%%
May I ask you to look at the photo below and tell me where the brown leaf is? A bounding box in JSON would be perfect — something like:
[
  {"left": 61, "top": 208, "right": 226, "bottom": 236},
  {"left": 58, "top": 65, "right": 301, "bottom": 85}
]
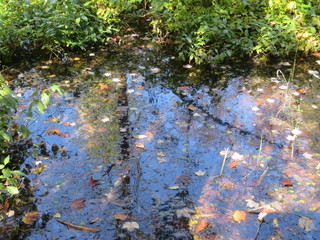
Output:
[
  {"left": 114, "top": 213, "right": 127, "bottom": 221},
  {"left": 100, "top": 84, "right": 110, "bottom": 90},
  {"left": 232, "top": 210, "right": 247, "bottom": 223},
  {"left": 188, "top": 105, "right": 198, "bottom": 111},
  {"left": 229, "top": 160, "right": 238, "bottom": 168},
  {"left": 22, "top": 211, "right": 40, "bottom": 224},
  {"left": 88, "top": 177, "right": 100, "bottom": 187},
  {"left": 70, "top": 198, "right": 86, "bottom": 209},
  {"left": 195, "top": 218, "right": 209, "bottom": 233},
  {"left": 280, "top": 179, "right": 294, "bottom": 186},
  {"left": 45, "top": 128, "right": 61, "bottom": 135}
]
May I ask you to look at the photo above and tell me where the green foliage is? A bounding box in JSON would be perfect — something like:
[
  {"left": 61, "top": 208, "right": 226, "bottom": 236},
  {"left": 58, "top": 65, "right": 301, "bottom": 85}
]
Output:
[
  {"left": 149, "top": 0, "right": 320, "bottom": 63},
  {"left": 0, "top": 74, "right": 63, "bottom": 201},
  {"left": 0, "top": 0, "right": 110, "bottom": 62}
]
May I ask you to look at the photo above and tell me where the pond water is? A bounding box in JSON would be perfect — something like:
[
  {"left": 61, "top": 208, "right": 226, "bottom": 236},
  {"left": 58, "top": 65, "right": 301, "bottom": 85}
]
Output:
[{"left": 3, "top": 34, "right": 320, "bottom": 239}]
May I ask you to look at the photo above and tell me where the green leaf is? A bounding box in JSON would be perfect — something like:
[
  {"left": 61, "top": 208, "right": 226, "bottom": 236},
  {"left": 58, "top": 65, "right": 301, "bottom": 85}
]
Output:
[
  {"left": 19, "top": 124, "right": 31, "bottom": 138},
  {"left": 6, "top": 186, "right": 19, "bottom": 195},
  {"left": 0, "top": 165, "right": 5, "bottom": 170},
  {"left": 4, "top": 156, "right": 10, "bottom": 165},
  {"left": 12, "top": 170, "right": 25, "bottom": 176},
  {"left": 76, "top": 18, "right": 81, "bottom": 25},
  {"left": 37, "top": 102, "right": 45, "bottom": 114},
  {"left": 41, "top": 91, "right": 50, "bottom": 107},
  {"left": 2, "top": 169, "right": 11, "bottom": 178},
  {"left": 51, "top": 84, "right": 64, "bottom": 96},
  {"left": 1, "top": 132, "right": 10, "bottom": 141}
]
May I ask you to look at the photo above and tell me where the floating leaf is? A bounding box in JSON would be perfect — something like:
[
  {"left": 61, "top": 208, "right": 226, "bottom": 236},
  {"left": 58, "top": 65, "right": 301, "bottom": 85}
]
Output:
[
  {"left": 135, "top": 142, "right": 144, "bottom": 149},
  {"left": 232, "top": 210, "right": 247, "bottom": 223},
  {"left": 133, "top": 134, "right": 148, "bottom": 139},
  {"left": 22, "top": 211, "right": 40, "bottom": 224},
  {"left": 157, "top": 152, "right": 165, "bottom": 157},
  {"left": 114, "top": 213, "right": 127, "bottom": 221},
  {"left": 280, "top": 179, "right": 294, "bottom": 186},
  {"left": 195, "top": 170, "right": 205, "bottom": 176},
  {"left": 169, "top": 185, "right": 180, "bottom": 190},
  {"left": 70, "top": 198, "right": 86, "bottom": 209},
  {"left": 195, "top": 218, "right": 208, "bottom": 233},
  {"left": 88, "top": 177, "right": 100, "bottom": 187},
  {"left": 229, "top": 160, "right": 238, "bottom": 168},
  {"left": 188, "top": 105, "right": 198, "bottom": 111},
  {"left": 122, "top": 221, "right": 139, "bottom": 231}
]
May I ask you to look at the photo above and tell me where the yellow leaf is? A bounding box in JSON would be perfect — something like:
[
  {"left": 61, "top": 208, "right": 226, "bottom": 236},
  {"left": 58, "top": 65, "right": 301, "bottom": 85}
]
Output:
%%
| Problem |
Your answer must be the records exactly as they stand, with no pictures in it.

| Answer space |
May I ask you to look at the photo below and tell me where the brown leaf is? A bounding box in JSON would be perfect — something like:
[
  {"left": 61, "top": 208, "right": 226, "bottom": 236},
  {"left": 58, "top": 65, "right": 301, "bottom": 85}
]
Output:
[
  {"left": 114, "top": 213, "right": 127, "bottom": 221},
  {"left": 100, "top": 84, "right": 110, "bottom": 90},
  {"left": 232, "top": 210, "right": 247, "bottom": 223},
  {"left": 188, "top": 105, "right": 198, "bottom": 111},
  {"left": 229, "top": 160, "right": 238, "bottom": 168},
  {"left": 22, "top": 211, "right": 40, "bottom": 224},
  {"left": 88, "top": 177, "right": 100, "bottom": 187},
  {"left": 70, "top": 198, "right": 86, "bottom": 209},
  {"left": 195, "top": 218, "right": 209, "bottom": 233},
  {"left": 280, "top": 179, "right": 294, "bottom": 186},
  {"left": 45, "top": 128, "right": 61, "bottom": 135}
]
May I ask you to look at the photo above and tell me where the green foliage is? A bounding box in JSON would be perfect — something like:
[
  {"left": 61, "top": 208, "right": 226, "bottom": 236},
  {"left": 58, "top": 65, "right": 301, "bottom": 85}
]
Output:
[
  {"left": 149, "top": 0, "right": 320, "bottom": 63},
  {"left": 0, "top": 74, "right": 63, "bottom": 201},
  {"left": 0, "top": 0, "right": 110, "bottom": 62}
]
May I ask you to look at the photo above and tell me where the pond water is? A bounding box in JSON would be perfect — something like:
[
  {"left": 61, "top": 208, "right": 226, "bottom": 236},
  {"left": 58, "top": 65, "right": 301, "bottom": 85}
]
Output:
[{"left": 3, "top": 34, "right": 320, "bottom": 239}]
May I ask you to look at the photo above and tell me where the green leaf is? A bounding box in JSON would be perfect — something like:
[
  {"left": 61, "top": 208, "right": 226, "bottom": 236},
  {"left": 58, "top": 65, "right": 301, "bottom": 85}
]
Output:
[
  {"left": 19, "top": 124, "right": 31, "bottom": 138},
  {"left": 6, "top": 186, "right": 19, "bottom": 195},
  {"left": 0, "top": 165, "right": 5, "bottom": 170},
  {"left": 4, "top": 156, "right": 10, "bottom": 165},
  {"left": 12, "top": 170, "right": 25, "bottom": 176},
  {"left": 76, "top": 18, "right": 81, "bottom": 25},
  {"left": 37, "top": 102, "right": 45, "bottom": 114},
  {"left": 41, "top": 91, "right": 50, "bottom": 107},
  {"left": 2, "top": 169, "right": 11, "bottom": 178},
  {"left": 51, "top": 84, "right": 64, "bottom": 96},
  {"left": 1, "top": 132, "right": 10, "bottom": 141}
]
May I ask you to look at the photo above and tell me where the floating leaf is? A bounding box in JSON would be perfect — something like:
[
  {"left": 61, "top": 208, "right": 226, "bottom": 236},
  {"left": 58, "top": 65, "right": 301, "bottom": 85}
]
Output:
[
  {"left": 135, "top": 142, "right": 144, "bottom": 149},
  {"left": 232, "top": 210, "right": 247, "bottom": 223},
  {"left": 133, "top": 134, "right": 148, "bottom": 139},
  {"left": 22, "top": 211, "right": 40, "bottom": 224},
  {"left": 157, "top": 152, "right": 165, "bottom": 157},
  {"left": 114, "top": 213, "right": 127, "bottom": 221},
  {"left": 280, "top": 179, "right": 294, "bottom": 186},
  {"left": 195, "top": 170, "right": 205, "bottom": 176},
  {"left": 169, "top": 185, "right": 180, "bottom": 190},
  {"left": 70, "top": 198, "right": 86, "bottom": 209},
  {"left": 195, "top": 218, "right": 208, "bottom": 233},
  {"left": 88, "top": 177, "right": 100, "bottom": 187},
  {"left": 229, "top": 160, "right": 238, "bottom": 168},
  {"left": 188, "top": 105, "right": 198, "bottom": 111},
  {"left": 122, "top": 221, "right": 139, "bottom": 231}
]
May I ask you to look at the photo above and tell me where the yellow leaf is? A bounding box in JSON would be perfect — something like:
[
  {"left": 61, "top": 208, "right": 226, "bottom": 236},
  {"left": 58, "top": 65, "right": 301, "bottom": 85}
]
Output:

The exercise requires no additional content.